# PROBLEM TO WORK ON:
Condense the paragraph of the authenticity article below that begins "In life, we make a lot of compromises" into a short bulleted list, keeping its main facts.

# TEXT TO READ:
• • • • • • •

Sell as Yourself: Making Authenticity a Practice

This blog originally apeard on LinkedIn

Key takeaways from my LinkedIn Live conversation with Lex Moschakis.

What is authenticity?

Let’s start by putting some shape around what authenticity actually means. After doing a lot of reading and research into this concept, authenticity is a sense of resonance when your outer expression is aligned with your inner sense of values and your sense of self.

Think about it this way…

In life, we make a lot of compromises. There are external compromises, like letting your friend or spouse decide where to go for dinner. And then there are internal compromises, which are a lot harder because they require us to go against our beliefs or the way we see ourselves or the world.

A lot of the time, the way that we show up in work and in life leads us to make those internal compromises. Over the course of our lives, this can lead to us waking up and saying, “Who am I? How did I get here?”

Authenticity is really about making sure that we make fewer internal compromises so that the internal and external versions of ourselves are as aligned as possible.

When we make internal compromises, it doesn’t feel good. It leads to questioning and self-doubt. We lose confidence and trust in ourselves, our ability, and our judgment. And, it’s exhausting!

What makes it difficult to be authentic?

Lack of clarity about what’s important.

One thing that makes it hard to practice authenticity is that people don’t possess self-awareness around what their values are. Having clarity and definition around our values allows us to know what is important and meaningful in our lives. Our values act as a kind of internal guidance.

The problem is, we’ve been so conditioned to look to external examples of what success is and how we should be in the world. Then, we model ourselves after someone else’s excellence.

And, we’re so busy that it’s difficult to find the time to stop and do the deep inner work to figure out what is important and meaningful to us.

This is not something where you can just set aside 30 minutes on a Sunday and ask “what are my values?” and they just magically pop into your mind.

• • • • • • •

# LISTED ENTRIES:
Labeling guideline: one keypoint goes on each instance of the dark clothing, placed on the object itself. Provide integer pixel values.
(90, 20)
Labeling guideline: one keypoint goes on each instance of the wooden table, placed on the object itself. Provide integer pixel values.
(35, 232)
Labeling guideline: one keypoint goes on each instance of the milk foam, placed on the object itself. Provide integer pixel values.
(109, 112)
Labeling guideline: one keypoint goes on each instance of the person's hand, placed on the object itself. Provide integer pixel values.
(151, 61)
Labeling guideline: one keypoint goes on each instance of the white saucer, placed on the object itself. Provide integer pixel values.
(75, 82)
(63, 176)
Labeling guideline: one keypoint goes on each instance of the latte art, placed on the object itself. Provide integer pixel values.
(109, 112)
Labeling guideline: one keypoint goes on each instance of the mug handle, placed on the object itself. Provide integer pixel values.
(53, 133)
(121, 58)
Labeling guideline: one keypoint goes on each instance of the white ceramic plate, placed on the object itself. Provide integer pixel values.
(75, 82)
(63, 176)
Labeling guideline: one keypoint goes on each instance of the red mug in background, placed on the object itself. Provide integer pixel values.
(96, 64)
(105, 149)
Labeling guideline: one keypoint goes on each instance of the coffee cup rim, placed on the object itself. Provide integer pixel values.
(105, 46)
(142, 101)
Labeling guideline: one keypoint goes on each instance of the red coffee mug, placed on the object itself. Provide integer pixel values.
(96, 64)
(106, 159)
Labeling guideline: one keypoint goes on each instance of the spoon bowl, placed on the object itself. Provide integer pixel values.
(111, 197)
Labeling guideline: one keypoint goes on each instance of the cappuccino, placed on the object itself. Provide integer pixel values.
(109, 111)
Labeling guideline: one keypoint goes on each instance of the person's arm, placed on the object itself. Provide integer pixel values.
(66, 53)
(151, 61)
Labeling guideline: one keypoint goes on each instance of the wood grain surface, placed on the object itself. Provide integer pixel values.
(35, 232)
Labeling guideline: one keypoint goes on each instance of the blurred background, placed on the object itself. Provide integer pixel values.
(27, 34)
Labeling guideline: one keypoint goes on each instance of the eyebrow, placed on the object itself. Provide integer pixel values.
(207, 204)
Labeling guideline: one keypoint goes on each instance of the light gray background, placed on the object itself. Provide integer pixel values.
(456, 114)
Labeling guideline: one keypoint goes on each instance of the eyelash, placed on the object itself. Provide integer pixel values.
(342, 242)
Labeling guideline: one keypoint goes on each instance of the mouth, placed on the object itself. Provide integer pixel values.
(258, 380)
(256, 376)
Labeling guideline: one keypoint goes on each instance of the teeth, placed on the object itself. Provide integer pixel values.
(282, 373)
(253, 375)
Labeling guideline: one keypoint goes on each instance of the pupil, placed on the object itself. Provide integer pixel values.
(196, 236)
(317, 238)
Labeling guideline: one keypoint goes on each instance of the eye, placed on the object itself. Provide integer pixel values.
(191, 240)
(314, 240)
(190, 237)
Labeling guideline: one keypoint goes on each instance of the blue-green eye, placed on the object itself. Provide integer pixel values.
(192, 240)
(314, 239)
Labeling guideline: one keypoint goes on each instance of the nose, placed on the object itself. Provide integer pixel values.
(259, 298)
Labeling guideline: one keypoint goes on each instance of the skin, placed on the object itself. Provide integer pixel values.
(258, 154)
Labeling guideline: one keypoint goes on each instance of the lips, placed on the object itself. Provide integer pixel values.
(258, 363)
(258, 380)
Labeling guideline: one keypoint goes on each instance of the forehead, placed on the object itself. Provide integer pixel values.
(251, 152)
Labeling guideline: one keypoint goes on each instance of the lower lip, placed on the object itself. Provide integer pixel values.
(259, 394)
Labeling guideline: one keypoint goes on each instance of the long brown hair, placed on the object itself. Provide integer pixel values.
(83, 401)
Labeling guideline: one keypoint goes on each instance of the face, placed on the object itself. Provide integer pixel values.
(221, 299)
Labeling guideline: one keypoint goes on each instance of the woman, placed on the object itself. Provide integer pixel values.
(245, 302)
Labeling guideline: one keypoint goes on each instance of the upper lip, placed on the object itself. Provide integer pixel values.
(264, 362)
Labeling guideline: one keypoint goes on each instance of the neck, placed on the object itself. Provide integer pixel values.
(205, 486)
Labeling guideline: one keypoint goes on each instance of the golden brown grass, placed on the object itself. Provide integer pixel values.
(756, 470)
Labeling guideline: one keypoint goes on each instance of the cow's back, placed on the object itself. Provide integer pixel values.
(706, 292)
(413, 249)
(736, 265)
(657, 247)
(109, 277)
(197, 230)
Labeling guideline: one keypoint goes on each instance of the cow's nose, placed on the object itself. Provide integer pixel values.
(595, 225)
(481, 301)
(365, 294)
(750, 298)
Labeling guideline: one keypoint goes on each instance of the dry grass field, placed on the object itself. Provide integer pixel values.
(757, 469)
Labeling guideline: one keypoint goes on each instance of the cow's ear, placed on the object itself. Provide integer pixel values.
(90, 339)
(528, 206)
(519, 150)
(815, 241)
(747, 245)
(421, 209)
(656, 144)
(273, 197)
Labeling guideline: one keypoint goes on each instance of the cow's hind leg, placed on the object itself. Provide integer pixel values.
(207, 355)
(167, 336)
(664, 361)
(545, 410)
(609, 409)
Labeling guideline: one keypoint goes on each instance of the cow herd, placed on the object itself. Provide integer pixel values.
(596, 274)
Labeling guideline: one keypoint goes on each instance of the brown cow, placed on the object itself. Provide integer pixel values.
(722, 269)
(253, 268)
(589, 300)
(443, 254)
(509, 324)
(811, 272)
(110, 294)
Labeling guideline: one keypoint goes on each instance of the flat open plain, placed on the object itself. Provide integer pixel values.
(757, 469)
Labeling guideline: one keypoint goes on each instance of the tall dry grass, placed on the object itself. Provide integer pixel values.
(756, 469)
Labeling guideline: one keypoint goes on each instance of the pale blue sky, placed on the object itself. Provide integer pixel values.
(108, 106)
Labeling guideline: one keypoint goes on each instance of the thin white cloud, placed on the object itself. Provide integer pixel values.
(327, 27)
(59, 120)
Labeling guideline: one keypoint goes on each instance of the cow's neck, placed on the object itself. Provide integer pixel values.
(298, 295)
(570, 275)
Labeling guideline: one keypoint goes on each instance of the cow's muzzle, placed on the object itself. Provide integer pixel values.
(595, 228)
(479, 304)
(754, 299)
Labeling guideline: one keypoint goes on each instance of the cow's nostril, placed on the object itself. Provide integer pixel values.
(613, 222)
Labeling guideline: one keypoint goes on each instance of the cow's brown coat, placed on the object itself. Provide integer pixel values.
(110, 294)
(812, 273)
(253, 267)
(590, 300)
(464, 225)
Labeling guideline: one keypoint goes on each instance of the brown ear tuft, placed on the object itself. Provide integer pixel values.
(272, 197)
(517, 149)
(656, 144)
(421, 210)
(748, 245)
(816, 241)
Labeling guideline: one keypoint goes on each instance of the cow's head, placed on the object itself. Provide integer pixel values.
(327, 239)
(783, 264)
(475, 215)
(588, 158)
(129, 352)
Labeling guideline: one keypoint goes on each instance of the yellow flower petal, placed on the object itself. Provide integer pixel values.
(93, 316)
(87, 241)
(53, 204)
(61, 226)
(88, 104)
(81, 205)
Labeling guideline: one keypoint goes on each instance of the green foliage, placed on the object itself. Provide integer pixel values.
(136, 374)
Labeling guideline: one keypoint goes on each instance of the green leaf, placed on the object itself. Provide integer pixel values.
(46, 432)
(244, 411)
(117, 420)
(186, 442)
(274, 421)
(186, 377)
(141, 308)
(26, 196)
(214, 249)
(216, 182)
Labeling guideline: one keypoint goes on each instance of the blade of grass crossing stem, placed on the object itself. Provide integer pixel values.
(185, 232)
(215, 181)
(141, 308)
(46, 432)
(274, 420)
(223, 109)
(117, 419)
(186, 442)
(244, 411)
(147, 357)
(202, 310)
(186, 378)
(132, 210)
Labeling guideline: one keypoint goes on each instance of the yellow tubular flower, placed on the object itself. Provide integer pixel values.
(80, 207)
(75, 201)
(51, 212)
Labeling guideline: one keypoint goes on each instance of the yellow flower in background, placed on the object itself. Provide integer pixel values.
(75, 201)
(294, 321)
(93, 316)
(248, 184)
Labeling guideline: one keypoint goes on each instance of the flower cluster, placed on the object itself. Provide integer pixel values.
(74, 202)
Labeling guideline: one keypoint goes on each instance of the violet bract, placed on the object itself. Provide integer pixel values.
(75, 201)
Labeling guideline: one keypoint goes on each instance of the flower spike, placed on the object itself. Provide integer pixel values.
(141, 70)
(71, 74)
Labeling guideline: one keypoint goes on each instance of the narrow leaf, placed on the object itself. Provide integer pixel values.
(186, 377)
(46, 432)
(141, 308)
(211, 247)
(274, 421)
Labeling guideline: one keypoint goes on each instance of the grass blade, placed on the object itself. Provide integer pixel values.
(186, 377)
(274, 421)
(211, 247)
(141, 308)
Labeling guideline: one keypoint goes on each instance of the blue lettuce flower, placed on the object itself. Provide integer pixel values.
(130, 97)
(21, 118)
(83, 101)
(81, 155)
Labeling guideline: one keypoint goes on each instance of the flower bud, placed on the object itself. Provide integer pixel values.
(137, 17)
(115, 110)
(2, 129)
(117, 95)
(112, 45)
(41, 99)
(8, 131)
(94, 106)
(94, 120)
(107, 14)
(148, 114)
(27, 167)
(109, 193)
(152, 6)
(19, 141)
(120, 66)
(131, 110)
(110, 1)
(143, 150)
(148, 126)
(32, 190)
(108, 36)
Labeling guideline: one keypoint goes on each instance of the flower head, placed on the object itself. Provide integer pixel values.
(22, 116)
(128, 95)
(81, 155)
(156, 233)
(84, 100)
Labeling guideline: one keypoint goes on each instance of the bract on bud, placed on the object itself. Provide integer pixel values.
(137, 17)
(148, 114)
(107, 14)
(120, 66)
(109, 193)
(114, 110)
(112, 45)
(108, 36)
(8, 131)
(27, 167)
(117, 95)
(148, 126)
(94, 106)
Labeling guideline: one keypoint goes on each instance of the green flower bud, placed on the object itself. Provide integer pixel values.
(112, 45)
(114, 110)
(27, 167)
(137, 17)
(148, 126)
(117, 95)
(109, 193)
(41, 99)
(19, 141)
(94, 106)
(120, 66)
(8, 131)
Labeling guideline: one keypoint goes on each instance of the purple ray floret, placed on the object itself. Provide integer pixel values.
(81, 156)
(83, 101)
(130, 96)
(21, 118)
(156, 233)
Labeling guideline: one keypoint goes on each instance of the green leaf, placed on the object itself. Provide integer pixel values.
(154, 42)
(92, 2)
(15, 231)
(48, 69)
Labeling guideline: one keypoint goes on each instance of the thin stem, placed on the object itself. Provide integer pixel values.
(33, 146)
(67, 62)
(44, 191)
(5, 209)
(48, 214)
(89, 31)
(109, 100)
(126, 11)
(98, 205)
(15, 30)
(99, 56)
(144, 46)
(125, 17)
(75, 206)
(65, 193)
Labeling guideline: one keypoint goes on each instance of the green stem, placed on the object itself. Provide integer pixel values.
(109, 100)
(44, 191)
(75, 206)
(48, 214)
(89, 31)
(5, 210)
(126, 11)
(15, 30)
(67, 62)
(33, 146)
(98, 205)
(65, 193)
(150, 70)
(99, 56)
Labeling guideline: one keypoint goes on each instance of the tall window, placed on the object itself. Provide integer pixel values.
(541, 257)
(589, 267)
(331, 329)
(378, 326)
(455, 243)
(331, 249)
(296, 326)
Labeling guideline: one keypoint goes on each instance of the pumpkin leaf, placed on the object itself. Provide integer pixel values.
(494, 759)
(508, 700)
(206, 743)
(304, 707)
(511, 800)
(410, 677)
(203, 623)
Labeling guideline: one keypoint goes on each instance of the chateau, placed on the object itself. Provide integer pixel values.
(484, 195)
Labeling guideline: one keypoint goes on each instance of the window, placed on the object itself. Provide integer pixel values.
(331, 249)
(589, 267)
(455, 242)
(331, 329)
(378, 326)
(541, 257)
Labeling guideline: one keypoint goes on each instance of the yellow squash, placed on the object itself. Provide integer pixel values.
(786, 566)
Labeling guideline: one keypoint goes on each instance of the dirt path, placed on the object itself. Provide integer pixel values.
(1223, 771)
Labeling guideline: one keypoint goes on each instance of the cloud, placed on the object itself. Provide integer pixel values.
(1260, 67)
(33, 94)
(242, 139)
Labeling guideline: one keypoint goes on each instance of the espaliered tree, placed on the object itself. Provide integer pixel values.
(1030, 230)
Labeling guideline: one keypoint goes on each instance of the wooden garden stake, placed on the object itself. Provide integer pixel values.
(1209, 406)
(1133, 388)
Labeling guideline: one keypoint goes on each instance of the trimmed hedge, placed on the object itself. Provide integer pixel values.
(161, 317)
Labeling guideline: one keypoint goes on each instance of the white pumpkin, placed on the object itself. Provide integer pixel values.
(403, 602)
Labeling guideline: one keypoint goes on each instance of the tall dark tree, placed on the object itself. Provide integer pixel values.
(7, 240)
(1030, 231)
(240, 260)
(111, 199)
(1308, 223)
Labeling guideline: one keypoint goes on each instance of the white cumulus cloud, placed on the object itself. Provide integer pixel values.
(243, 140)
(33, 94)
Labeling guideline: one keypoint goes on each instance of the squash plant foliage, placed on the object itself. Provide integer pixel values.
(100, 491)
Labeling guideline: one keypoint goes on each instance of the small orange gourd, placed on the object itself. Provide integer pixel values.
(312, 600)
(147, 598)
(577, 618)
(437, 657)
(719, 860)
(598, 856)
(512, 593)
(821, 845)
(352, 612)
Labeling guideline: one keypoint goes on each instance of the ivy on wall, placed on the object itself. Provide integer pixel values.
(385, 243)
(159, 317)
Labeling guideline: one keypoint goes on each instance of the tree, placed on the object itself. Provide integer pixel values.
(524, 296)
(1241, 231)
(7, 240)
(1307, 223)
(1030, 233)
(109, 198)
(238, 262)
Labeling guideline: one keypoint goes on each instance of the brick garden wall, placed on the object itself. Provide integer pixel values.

• • • • • • •

# THE REPLY:
- We make many compromises in life.
- External compromises include letting a friend or spouse choose where to go for dinner.
- Internal compromises are much harder because they require going against our beliefs or how we see ourselves or the world.